- [本文抜粋]:
# # #

湯原修一の歓喜悦慶と聊かの慷慨憂愁, etc.

いつとはなしに眠りにおち微風を禿頭に感じて目が覚める。
このような生活に変わったらブログが更新されないかもしれません。

◇(♥) 食事中の会話(無言の食事)

2016年02月15日 23時53分36秒 | ちょっとした出来事?
とある外食チェーン店に一人で入ったときのこと。

  特に腹が減っていたわけではなく、休息のためでしたので
  中ジョッキ一杯と餃子一皿を頼みました。

周りを見ると、
私の右横の二人掛け席に夫婦連れ、
左斜め向こうの席にも夫婦連れが座っていました。
見るともなく顔を見ると、どちらも私と同年輩の方々のようでした。
まだ注文された料理がきていないようでした。

私が頼んだものが来て、
例によって、好物の酢をドバドバ入れた小皿で餃子を食べながら、
雑誌を読んでいました。
(6個の小さい餃子を食べるのに、酢を4度も足し加えました)
  

ふと、何かしらの不自然さを覚えて顔を上げました。

夫婦連れの席を見ました。
既に料理が運ばれてきており黙々と食事中でした。

何もおかしなところはありませんでした。

# # #

- [記録]:
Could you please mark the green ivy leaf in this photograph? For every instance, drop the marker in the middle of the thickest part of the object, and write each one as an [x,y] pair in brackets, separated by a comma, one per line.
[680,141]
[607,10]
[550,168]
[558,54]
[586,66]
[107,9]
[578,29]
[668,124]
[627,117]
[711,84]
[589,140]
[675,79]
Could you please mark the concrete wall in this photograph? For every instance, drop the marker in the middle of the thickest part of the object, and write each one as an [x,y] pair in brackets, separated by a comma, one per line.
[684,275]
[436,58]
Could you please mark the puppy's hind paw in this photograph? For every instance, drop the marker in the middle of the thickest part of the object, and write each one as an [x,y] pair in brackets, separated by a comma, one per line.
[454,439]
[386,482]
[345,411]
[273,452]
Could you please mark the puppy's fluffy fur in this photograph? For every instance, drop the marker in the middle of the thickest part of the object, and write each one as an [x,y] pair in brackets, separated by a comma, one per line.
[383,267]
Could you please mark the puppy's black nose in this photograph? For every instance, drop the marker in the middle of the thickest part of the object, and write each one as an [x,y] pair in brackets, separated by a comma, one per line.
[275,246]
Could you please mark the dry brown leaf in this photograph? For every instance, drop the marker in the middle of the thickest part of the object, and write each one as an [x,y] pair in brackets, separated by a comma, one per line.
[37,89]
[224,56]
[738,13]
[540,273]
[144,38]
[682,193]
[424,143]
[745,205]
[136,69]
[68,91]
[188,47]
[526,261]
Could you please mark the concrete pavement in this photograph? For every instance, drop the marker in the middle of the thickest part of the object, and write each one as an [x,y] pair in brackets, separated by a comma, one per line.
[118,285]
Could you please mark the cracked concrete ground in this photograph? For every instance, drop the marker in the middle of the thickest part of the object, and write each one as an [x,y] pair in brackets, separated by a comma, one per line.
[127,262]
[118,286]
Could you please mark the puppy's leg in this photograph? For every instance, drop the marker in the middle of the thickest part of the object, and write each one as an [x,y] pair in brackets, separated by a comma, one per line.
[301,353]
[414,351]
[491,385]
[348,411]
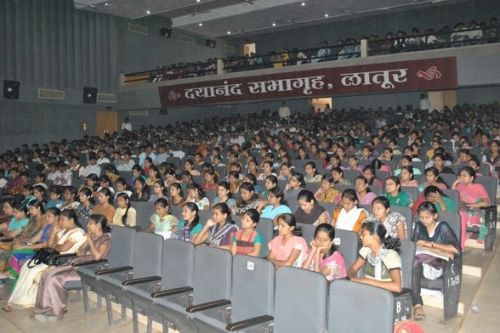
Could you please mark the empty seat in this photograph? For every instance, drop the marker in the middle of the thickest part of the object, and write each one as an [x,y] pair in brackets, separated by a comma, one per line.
[373,308]
[119,258]
[252,298]
[300,301]
[144,210]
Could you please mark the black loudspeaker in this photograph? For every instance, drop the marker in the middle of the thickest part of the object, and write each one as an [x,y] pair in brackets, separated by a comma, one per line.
[89,95]
[211,43]
[11,89]
[165,32]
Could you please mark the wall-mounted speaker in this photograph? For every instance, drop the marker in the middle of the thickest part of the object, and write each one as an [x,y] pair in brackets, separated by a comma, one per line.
[89,95]
[11,89]
[211,43]
[165,32]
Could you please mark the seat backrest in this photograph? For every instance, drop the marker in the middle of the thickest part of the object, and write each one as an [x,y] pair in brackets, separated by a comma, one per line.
[454,221]
[411,190]
[307,231]
[408,215]
[448,178]
[122,246]
[300,301]
[212,274]
[490,184]
[147,255]
[374,308]
[178,264]
[347,243]
[265,228]
[143,210]
[407,254]
[253,288]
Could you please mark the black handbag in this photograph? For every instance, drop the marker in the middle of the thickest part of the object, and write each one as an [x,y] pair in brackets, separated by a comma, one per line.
[47,256]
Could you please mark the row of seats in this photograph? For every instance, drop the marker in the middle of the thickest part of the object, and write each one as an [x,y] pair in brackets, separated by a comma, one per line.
[205,289]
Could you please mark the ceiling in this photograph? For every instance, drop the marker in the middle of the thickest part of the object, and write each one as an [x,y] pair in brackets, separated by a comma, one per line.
[216,18]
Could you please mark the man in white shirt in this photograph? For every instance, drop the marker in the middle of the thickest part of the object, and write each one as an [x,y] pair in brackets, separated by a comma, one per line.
[126,125]
[284,111]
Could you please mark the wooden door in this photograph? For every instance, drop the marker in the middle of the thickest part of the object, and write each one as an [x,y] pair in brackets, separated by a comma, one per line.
[107,122]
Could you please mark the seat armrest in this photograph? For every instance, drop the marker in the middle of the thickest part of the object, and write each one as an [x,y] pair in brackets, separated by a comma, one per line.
[242,324]
[170,292]
[208,305]
[106,271]
[90,262]
[145,279]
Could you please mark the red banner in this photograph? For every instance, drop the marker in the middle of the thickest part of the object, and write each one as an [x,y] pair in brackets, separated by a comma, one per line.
[426,74]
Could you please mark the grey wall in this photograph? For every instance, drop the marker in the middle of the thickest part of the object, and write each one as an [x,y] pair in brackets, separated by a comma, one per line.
[50,44]
[33,122]
[143,52]
[436,16]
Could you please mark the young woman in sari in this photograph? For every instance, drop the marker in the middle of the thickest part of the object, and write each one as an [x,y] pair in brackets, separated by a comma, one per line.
[51,299]
[473,196]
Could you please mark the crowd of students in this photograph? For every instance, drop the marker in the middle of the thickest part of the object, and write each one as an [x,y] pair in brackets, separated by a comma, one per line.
[247,168]
[462,34]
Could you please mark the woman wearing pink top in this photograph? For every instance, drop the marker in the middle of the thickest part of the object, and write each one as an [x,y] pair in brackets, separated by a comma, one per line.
[324,257]
[286,249]
[365,196]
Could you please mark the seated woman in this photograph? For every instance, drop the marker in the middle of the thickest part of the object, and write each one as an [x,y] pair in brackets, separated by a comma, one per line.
[394,222]
[348,216]
[25,245]
[327,191]
[176,195]
[438,198]
[365,195]
[51,299]
[432,178]
[248,199]
[431,235]
[406,177]
[219,230]
[274,206]
[312,175]
[378,259]
[324,257]
[125,214]
[162,222]
[287,249]
[369,174]
[338,177]
[270,182]
[159,191]
[66,237]
[296,182]
[141,190]
[473,196]
[197,195]
[18,223]
[104,204]
[309,211]
[190,225]
[247,240]
[394,194]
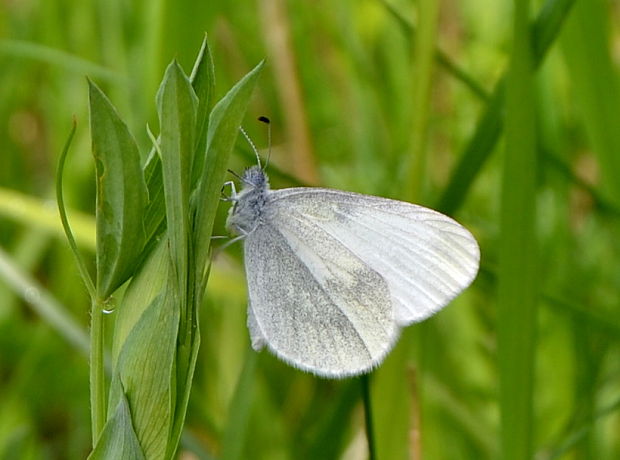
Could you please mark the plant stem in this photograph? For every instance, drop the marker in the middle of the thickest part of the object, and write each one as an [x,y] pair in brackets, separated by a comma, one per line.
[370,437]
[97,374]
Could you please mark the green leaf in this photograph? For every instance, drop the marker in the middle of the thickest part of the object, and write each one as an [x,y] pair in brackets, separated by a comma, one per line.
[517,274]
[118,439]
[121,195]
[203,82]
[148,283]
[145,373]
[546,27]
[177,102]
[224,123]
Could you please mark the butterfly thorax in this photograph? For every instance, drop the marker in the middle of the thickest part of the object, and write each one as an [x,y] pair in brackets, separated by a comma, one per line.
[245,215]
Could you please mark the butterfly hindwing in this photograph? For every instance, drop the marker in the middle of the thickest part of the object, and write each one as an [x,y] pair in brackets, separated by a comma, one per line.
[314,303]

# # #

- [課題]:
**A.** この記事で、筆者は店で何を頼みましたか。
**B.** この記事の「このような生活に変わったらブログが更新されないかもしれません。」から始まり「見るともなく顔を見ると、どちらも私と同年輩の方々のようでした。」で終わる部分を、「夫婦連れ」を「親子連れ」に入れ替えて書いてください。
これらの行はここでは使いません。

- [課題ごとの回答]:
**A.** 中ジョッキ一杯と餃子一皿です。

**B.**
このような生活に変わったらブログが更新されないかもしれません。

◇(♥) 食事中の会話(無言の食事)

2016年02月15日 23時53分36秒 | ちょっとした出来事?
とある外食チェーン店に一人で入ったときのこと。

  特に腹が減っていたわけではなく、休息のためでしたので
  中ジョッキ一杯と餃子一皿を頼みました。

周りを見ると、
私の右横の二人掛け席に親子連れ、
左斜め向こうの席にも親子連れが座っていました。
見るともなく顔を見ると、どちらも私と同年輩の方々のようでした。